--- Exercise task ---
Count the lines in the rows below that contain the string "outline", treating uppercase and lowercase as different. Reply with the number alone.

(Region annotation rows)
(begin)

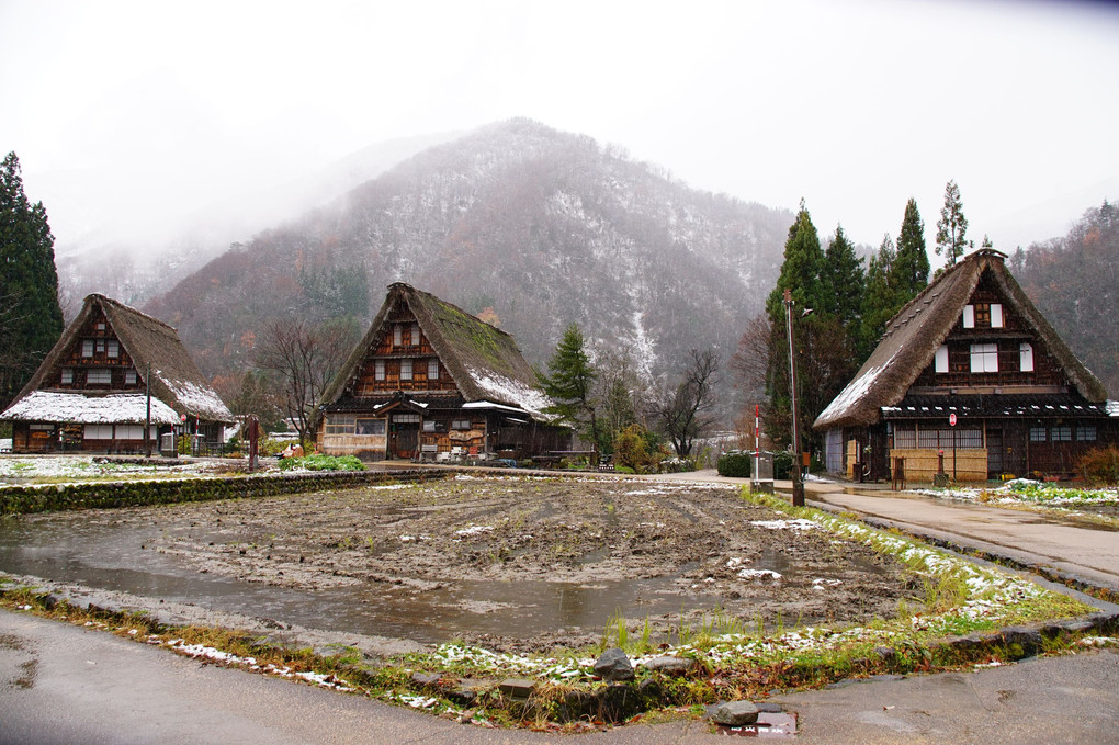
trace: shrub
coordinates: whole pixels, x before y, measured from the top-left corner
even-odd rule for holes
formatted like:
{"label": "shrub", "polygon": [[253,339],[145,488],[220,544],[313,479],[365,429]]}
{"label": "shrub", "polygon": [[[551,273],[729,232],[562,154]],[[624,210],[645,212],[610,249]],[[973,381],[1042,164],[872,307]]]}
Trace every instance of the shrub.
{"label": "shrub", "polygon": [[718,459],[716,469],[718,475],[730,479],[749,479],[753,469],[753,458],[750,453],[732,450]]}
{"label": "shrub", "polygon": [[661,473],[686,473],[696,470],[696,462],[690,458],[666,458],[659,465]]}
{"label": "shrub", "polygon": [[1088,451],[1078,463],[1084,478],[1097,484],[1119,483],[1119,447],[1097,447]]}
{"label": "shrub", "polygon": [[630,468],[636,473],[652,473],[666,454],[656,435],[640,424],[631,424],[614,435],[615,466]]}
{"label": "shrub", "polygon": [[364,471],[365,463],[354,455],[308,455],[307,458],[281,458],[280,470],[292,471]]}
{"label": "shrub", "polygon": [[787,481],[792,478],[792,453],[787,450],[773,453],[773,478]]}

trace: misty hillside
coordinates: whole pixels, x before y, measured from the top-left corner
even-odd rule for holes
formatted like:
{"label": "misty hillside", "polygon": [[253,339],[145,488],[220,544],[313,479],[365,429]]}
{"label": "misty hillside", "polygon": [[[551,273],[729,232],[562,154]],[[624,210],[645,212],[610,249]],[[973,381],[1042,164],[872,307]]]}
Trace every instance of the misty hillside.
{"label": "misty hillside", "polygon": [[1034,244],[1010,271],[1108,394],[1119,397],[1119,208],[1089,209],[1062,238]]}
{"label": "misty hillside", "polygon": [[[232,194],[213,189],[210,201],[197,205],[175,224],[147,225],[143,215],[132,215],[125,233],[104,220],[98,199],[105,195],[90,173],[78,188],[60,191],[60,202],[81,205],[82,227],[56,244],[56,264],[64,311],[73,315],[91,292],[107,294],[121,302],[140,305],[173,287],[187,275],[228,251],[229,245],[276,225],[292,215],[333,201],[354,187],[384,173],[403,160],[446,142],[461,133],[439,133],[398,138],[363,148],[311,173],[293,175],[267,189]],[[171,195],[153,195],[172,199]],[[68,211],[78,211],[73,207]],[[75,227],[75,226],[72,226]],[[67,233],[69,236],[69,232]]]}
{"label": "misty hillside", "polygon": [[692,348],[733,353],[775,282],[792,218],[514,120],[257,235],[145,310],[178,327],[206,374],[229,375],[251,366],[269,319],[349,313],[364,324],[386,285],[404,281],[492,309],[530,364],[576,321],[647,372],[671,374]]}

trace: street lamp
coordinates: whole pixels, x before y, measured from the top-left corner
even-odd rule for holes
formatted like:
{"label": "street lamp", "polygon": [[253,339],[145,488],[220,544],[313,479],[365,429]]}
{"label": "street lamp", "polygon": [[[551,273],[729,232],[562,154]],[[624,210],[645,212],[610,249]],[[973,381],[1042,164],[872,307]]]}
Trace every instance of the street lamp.
{"label": "street lamp", "polygon": [[[792,342],[792,293],[784,291],[784,318],[789,330],[789,393],[792,396],[792,506],[805,506],[805,482],[800,477],[800,412],[797,409],[797,352]],[[811,309],[805,311],[808,315]]]}

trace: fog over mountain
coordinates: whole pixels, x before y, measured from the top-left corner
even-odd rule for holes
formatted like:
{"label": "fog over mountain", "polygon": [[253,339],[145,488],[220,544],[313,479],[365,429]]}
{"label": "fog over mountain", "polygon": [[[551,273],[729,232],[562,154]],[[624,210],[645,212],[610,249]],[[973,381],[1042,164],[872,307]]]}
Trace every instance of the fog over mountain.
{"label": "fog over mountain", "polygon": [[[511,332],[544,364],[580,323],[650,377],[692,348],[728,358],[775,281],[792,214],[698,191],[528,120],[420,152],[337,202],[214,258],[144,309],[201,369],[251,364],[269,319],[356,315],[408,282]],[[821,230],[822,233],[824,230]]]}
{"label": "fog over mountain", "polygon": [[[166,292],[233,243],[329,204],[401,161],[459,133],[398,138],[379,142],[322,168],[292,168],[262,188],[255,179],[223,179],[219,166],[184,175],[182,194],[153,191],[151,204],[124,204],[112,189],[98,187],[95,170],[47,173],[40,190],[50,195],[51,211],[65,215],[55,254],[64,310],[76,312],[82,298],[101,292],[139,305]],[[214,176],[217,173],[218,176]],[[206,188],[196,180],[209,178]],[[111,179],[110,179],[111,180]],[[204,195],[199,197],[198,195]],[[145,218],[145,207],[179,200],[181,217]],[[59,234],[56,220],[55,233]]]}

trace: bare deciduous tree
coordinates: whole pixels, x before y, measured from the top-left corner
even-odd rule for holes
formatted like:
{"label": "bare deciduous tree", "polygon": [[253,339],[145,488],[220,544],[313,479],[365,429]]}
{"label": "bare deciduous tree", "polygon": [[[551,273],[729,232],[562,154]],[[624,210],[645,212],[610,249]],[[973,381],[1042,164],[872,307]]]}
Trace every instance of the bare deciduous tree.
{"label": "bare deciduous tree", "polygon": [[357,338],[352,321],[312,327],[302,319],[281,318],[264,328],[257,365],[281,381],[281,406],[305,447],[316,404],[346,360]]}
{"label": "bare deciduous tree", "polygon": [[709,349],[693,349],[689,357],[684,379],[664,396],[658,412],[661,428],[680,458],[692,454],[692,444],[714,423],[711,412],[720,362],[718,353]]}

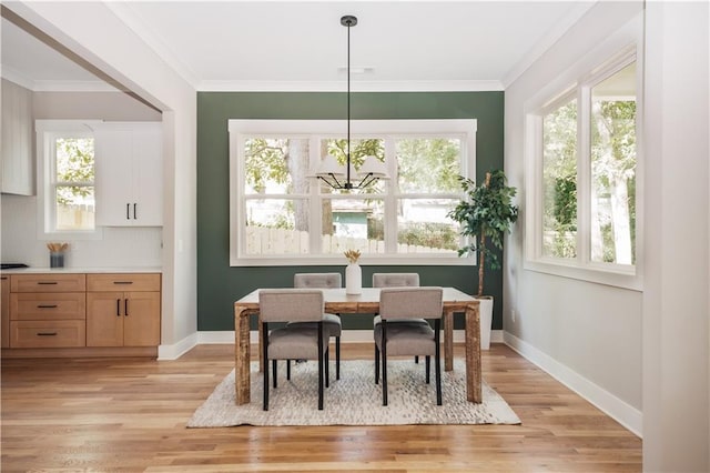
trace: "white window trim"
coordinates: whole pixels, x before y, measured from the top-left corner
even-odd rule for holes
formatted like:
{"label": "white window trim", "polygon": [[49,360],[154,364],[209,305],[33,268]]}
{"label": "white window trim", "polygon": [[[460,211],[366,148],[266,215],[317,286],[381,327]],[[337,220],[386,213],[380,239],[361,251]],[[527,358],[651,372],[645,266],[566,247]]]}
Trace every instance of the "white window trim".
{"label": "white window trim", "polygon": [[[258,255],[250,256],[243,253],[240,248],[240,234],[244,225],[245,208],[243,198],[243,182],[241,177],[244,175],[244,160],[240,158],[244,149],[245,135],[283,135],[287,133],[290,137],[297,137],[302,133],[304,137],[317,134],[342,137],[343,130],[346,129],[345,120],[229,120],[227,129],[230,132],[230,265],[232,266],[275,266],[275,265],[328,265],[344,264],[345,258],[341,254],[308,254],[305,256],[284,256],[284,255]],[[450,134],[462,138],[465,147],[465,159],[462,163],[462,173],[474,179],[476,175],[476,130],[477,121],[475,119],[453,119],[453,120],[353,120],[351,122],[351,139],[358,138],[379,138],[379,137],[397,137],[407,138],[417,134],[430,137],[432,134]],[[312,153],[317,153],[320,148],[312,145]],[[320,157],[312,155],[311,165],[315,167],[320,162]],[[394,167],[394,162],[388,162],[389,167]],[[315,169],[311,170],[315,173]],[[395,169],[388,169],[390,175],[395,174]],[[240,179],[237,179],[240,178]],[[315,188],[315,187],[312,187]],[[313,190],[312,192],[317,192]],[[379,195],[379,194],[378,194]],[[276,197],[276,195],[272,195]],[[294,195],[288,195],[293,198]],[[335,199],[346,199],[347,195],[339,197],[334,194]],[[387,199],[396,199],[396,195],[389,194]],[[315,202],[315,200],[313,200]],[[320,219],[318,210],[312,211],[312,215]],[[313,218],[313,217],[312,217]],[[388,221],[385,220],[385,224]],[[313,228],[320,228],[315,225]],[[456,254],[437,256],[426,254],[363,254],[359,263],[367,264],[418,264],[418,265],[475,265],[475,258],[458,258]]]}
{"label": "white window trim", "polygon": [[[37,238],[38,240],[102,240],[103,229],[100,227],[93,230],[83,231],[55,231],[54,212],[50,211],[50,205],[54,205],[50,191],[51,177],[53,170],[53,148],[51,139],[63,134],[92,135],[93,129],[100,120],[36,120],[34,130],[37,132]],[[95,180],[94,180],[95,183]]]}
{"label": "white window trim", "polygon": [[[539,93],[525,104],[524,155],[526,162],[526,212],[524,234],[524,268],[530,271],[577,279],[605,285],[635,291],[643,289],[643,49],[642,49],[642,13],[629,21],[616,34],[581,58],[567,71],[559,74]],[[600,80],[617,70],[636,61],[637,63],[637,167],[636,167],[636,265],[592,262],[589,259],[588,232],[589,202],[582,202],[578,211],[577,259],[542,256],[541,253],[541,117],[546,111],[560,104],[575,90],[580,95],[588,95],[589,90]],[[588,98],[588,97],[587,97]],[[578,114],[584,117],[588,103],[585,97],[578,97]],[[579,123],[579,122],[578,122]],[[589,150],[585,140],[587,133],[578,127],[578,194],[589,193],[590,170],[588,169]],[[582,154],[585,153],[585,154]],[[584,161],[587,162],[584,162]],[[586,199],[588,201],[588,199]]]}

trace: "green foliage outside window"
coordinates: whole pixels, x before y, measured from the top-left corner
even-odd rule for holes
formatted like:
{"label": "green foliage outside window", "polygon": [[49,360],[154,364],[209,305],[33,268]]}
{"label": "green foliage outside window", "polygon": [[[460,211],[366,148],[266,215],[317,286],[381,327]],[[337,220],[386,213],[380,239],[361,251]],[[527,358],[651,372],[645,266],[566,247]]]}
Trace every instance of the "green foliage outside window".
{"label": "green foliage outside window", "polygon": [[[94,151],[92,138],[58,138],[57,202],[70,205],[93,195]],[[73,184],[73,185],[71,185]]]}

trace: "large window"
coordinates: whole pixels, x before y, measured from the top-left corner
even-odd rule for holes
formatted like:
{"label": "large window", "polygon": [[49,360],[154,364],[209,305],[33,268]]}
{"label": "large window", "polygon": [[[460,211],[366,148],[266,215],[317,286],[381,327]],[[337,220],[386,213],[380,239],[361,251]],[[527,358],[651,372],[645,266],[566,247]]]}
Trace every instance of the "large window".
{"label": "large window", "polygon": [[637,83],[627,50],[528,113],[528,262],[636,274]]}
{"label": "large window", "polygon": [[97,238],[91,123],[38,120],[40,238]]}
{"label": "large window", "polygon": [[230,120],[233,265],[343,262],[467,264],[446,215],[475,169],[475,120],[356,121],[352,180],[365,157],[390,179],[334,190],[313,178],[324,157],[346,162],[343,121]]}

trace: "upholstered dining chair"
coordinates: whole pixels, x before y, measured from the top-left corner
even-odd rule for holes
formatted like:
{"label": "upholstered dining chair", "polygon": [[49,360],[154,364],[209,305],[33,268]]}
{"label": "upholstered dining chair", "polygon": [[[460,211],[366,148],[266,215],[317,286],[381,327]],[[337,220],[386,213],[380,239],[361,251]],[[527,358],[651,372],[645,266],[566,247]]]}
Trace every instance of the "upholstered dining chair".
{"label": "upholstered dining chair", "polygon": [[[373,288],[415,288],[419,285],[419,273],[374,273],[373,274]],[[373,319],[373,329],[376,329],[382,319],[379,314],[375,314]],[[424,319],[402,319],[397,321],[390,321],[390,323],[409,323],[409,324],[426,324]],[[375,360],[379,360],[379,352],[377,345],[375,345]],[[377,361],[375,361],[376,363]],[[419,356],[414,358],[414,362],[419,362]],[[377,371],[379,373],[379,371]],[[375,373],[375,382],[377,382],[377,373]]]}
{"label": "upholstered dining chair", "polygon": [[[436,404],[442,405],[442,356],[439,332],[444,291],[442,288],[384,288],[379,292],[381,323],[375,328],[375,345],[382,353],[382,404],[387,405],[387,356],[426,356],[426,383],[429,383],[429,366],[434,355],[436,379]],[[434,321],[434,329],[427,322],[392,323],[408,318]],[[379,366],[375,359],[375,382]]]}
{"label": "upholstered dining chair", "polygon": [[[304,289],[336,289],[343,286],[343,276],[341,273],[296,273],[293,276],[294,288]],[[291,322],[293,324],[313,324],[313,322]],[[325,314],[323,320],[323,330],[326,338],[335,339],[335,379],[341,379],[341,333],[343,324],[341,314]],[[291,363],[286,362],[286,379],[291,376]]]}
{"label": "upholstered dining chair", "polygon": [[[264,411],[268,411],[268,361],[272,361],[274,389],[277,388],[277,360],[318,361],[318,410],[323,410],[323,384],[327,376],[328,339],[324,334],[323,291],[308,289],[263,289],[258,292],[264,360]],[[286,322],[268,330],[272,322]],[[310,322],[288,325],[287,322]]]}

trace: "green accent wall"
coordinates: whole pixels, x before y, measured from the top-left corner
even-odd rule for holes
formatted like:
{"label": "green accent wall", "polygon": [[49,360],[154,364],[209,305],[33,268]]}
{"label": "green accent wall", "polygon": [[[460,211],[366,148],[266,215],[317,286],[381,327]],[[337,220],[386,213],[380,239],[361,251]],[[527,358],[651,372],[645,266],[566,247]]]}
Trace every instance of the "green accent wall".
{"label": "green accent wall", "polygon": [[[503,169],[504,92],[356,92],[352,118],[476,119],[476,180]],[[332,266],[230,266],[230,119],[344,119],[343,92],[199,92],[197,93],[197,330],[234,330],[234,301],[257,288],[293,286],[296,272],[337,271]],[[180,192],[180,190],[178,190]],[[475,266],[366,265],[363,285],[374,272],[418,272],[423,285],[477,288]],[[496,299],[494,329],[503,328],[503,273],[488,271],[487,294]],[[372,318],[345,315],[345,329],[369,329]],[[463,328],[463,315],[456,315]],[[255,329],[255,321],[252,321]]]}

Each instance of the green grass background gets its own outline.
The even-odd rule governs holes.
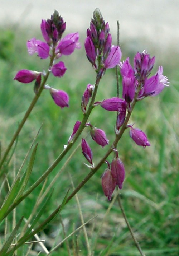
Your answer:
[[[28,33],[18,28],[15,30],[6,28],[0,32],[0,138],[3,151],[10,141],[34,95],[33,83],[23,84],[13,80],[13,78],[21,69],[41,71],[48,66],[48,60],[41,60],[27,53],[27,40],[35,35],[42,39],[38,32],[34,32],[33,34],[32,31]],[[82,38],[84,36],[84,33],[82,34]],[[56,89],[68,92],[70,97],[69,108],[60,109],[54,103],[48,91],[44,90],[19,136],[14,157],[9,165],[10,181],[13,170],[18,170],[42,123],[37,139],[37,154],[29,186],[34,183],[58,157],[64,145],[67,144],[74,123],[82,119],[81,96],[87,85],[94,84],[95,76],[85,57],[83,40],[81,39],[81,50],[61,60],[64,62],[68,68],[64,76],[59,79],[51,75],[48,82]],[[121,48],[123,60],[128,56],[128,52],[130,58],[134,57],[135,52],[129,48],[127,43],[122,42]],[[136,51],[140,50],[135,50]],[[137,103],[132,115],[130,122],[135,122],[135,127],[147,134],[151,146],[144,149],[136,145],[130,138],[127,130],[120,141],[118,149],[126,172],[121,197],[126,215],[146,255],[177,256],[179,253],[179,64],[171,47],[162,56],[158,55],[154,47],[152,47],[150,53],[151,55],[155,54],[157,60],[154,73],[158,65],[162,65],[164,74],[168,77],[170,83],[170,87],[165,88],[160,95],[149,97]],[[115,70],[107,70],[100,83],[97,100],[115,96],[116,84]],[[116,115],[98,107],[94,110],[89,120],[93,125],[105,131],[110,144],[115,136]],[[97,163],[110,146],[103,149],[98,146],[92,141],[88,131],[87,129],[85,130],[82,137],[86,136],[93,153],[94,162]],[[80,142],[80,139],[76,145]],[[47,185],[50,184],[72,152],[49,176]],[[112,156],[108,159],[110,162]],[[72,190],[68,172],[75,186],[88,173],[89,169],[84,162],[86,161],[80,146],[76,148],[76,154],[56,181],[52,199],[41,220],[61,203],[69,188]],[[96,244],[94,249],[95,255],[139,255],[117,202],[104,221],[101,231],[97,235],[98,227],[110,203],[103,194],[100,179],[106,167],[104,164],[78,193],[85,220],[98,214],[87,227],[91,248]],[[17,207],[18,219],[22,215],[28,218],[41,188],[42,185],[37,188]],[[2,196],[5,193],[2,192]],[[80,225],[75,199],[66,206],[61,216],[68,223],[67,234]],[[52,231],[57,227],[61,228],[59,220],[59,217],[57,217],[47,227],[45,232],[49,236],[47,239],[50,239],[49,234]],[[10,227],[10,218],[9,221]],[[2,225],[0,227],[1,234],[3,227]],[[59,233],[63,237],[60,229]],[[81,250],[78,254],[73,252],[72,255],[87,255],[82,231],[77,233],[77,236],[70,238],[69,241],[71,248],[75,242],[76,247],[78,244]],[[25,246],[22,250],[19,251],[18,255],[23,255],[26,249]],[[68,255],[65,244],[52,255]]]

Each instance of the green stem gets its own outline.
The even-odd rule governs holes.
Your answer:
[[[119,207],[120,207],[120,208],[121,209],[121,211],[122,212],[122,214],[124,218],[124,219],[125,220],[125,221],[126,223],[127,224],[127,226],[128,229],[129,230],[129,231],[131,233],[132,237],[132,239],[133,239],[133,240],[134,242],[135,245],[137,248],[139,252],[140,252],[140,255],[141,255],[141,256],[145,256],[145,255],[144,253],[144,252],[142,251],[142,250],[140,247],[140,245],[139,245],[139,242],[136,239],[136,238],[135,238],[135,236],[134,235],[134,232],[133,232],[132,229],[132,228],[131,227],[130,224],[128,221],[128,220],[127,219],[127,216],[126,216],[126,214],[125,213],[125,212],[124,211],[124,209],[122,205],[121,200],[121,197],[120,196],[120,194],[118,192],[118,196],[117,196],[117,200],[118,201],[118,203],[119,204]]]
[[[50,166],[44,174],[41,176],[27,190],[23,195],[16,200],[15,200],[13,203],[11,205],[10,208],[8,209],[8,211],[5,213],[5,214],[3,217],[3,219],[5,218],[11,211],[15,208],[17,205],[21,202],[26,197],[37,187],[49,175],[49,174],[53,171],[54,168],[57,166],[60,161],[68,153],[72,147],[74,145],[74,143],[78,138],[80,135],[81,134],[82,131],[86,127],[86,124],[87,121],[90,113],[94,108],[93,104],[95,102],[96,96],[97,93],[98,85],[100,82],[100,79],[98,79],[97,78],[97,75],[96,83],[95,86],[95,89],[93,93],[91,100],[90,101],[89,107],[88,109],[87,113],[84,114],[83,118],[81,122],[81,124],[77,132],[75,134],[73,139],[67,145],[66,148],[64,149],[62,152],[61,154],[58,156],[57,158],[56,159],[54,162]]]
[[[54,48],[53,49],[52,56],[50,58],[50,61],[49,65],[49,67],[51,66],[52,66],[52,65],[53,60],[54,60],[54,58],[55,57],[55,55],[54,51],[55,51],[55,49]],[[16,131],[15,132],[14,134],[13,138],[12,138],[12,139],[11,140],[9,144],[8,145],[8,146],[6,149],[6,151],[4,152],[4,155],[3,155],[3,157],[2,157],[2,158],[1,160],[1,162],[0,162],[0,169],[1,169],[1,168],[2,167],[3,165],[3,164],[4,162],[4,161],[6,160],[6,158],[7,157],[9,152],[9,151],[10,151],[13,144],[14,144],[14,141],[16,140],[18,136],[20,131],[21,131],[22,128],[23,128],[23,126],[24,126],[24,124],[25,123],[25,122],[26,121],[27,118],[28,118],[30,113],[31,112],[31,111],[32,111],[32,110],[34,108],[34,107],[35,105],[35,104],[36,102],[37,102],[39,97],[40,97],[40,96],[42,93],[42,92],[44,89],[44,86],[45,85],[45,84],[46,82],[47,82],[47,79],[48,78],[49,73],[50,73],[50,72],[48,70],[46,75],[44,77],[43,81],[42,81],[42,82],[41,83],[41,84],[39,88],[39,90],[38,91],[38,92],[37,93],[37,94],[35,95],[35,96],[34,96],[34,98],[32,100],[32,101],[31,102],[31,103],[30,103],[30,105],[28,109],[26,111],[24,115],[24,117],[23,118],[22,121],[21,121],[21,122],[20,122],[19,125],[19,126],[18,126],[18,129],[17,129]],[[0,173],[0,176],[1,176],[1,175],[3,173],[3,171],[2,171],[1,172],[1,173]]]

(end)

--- Written reply ---
2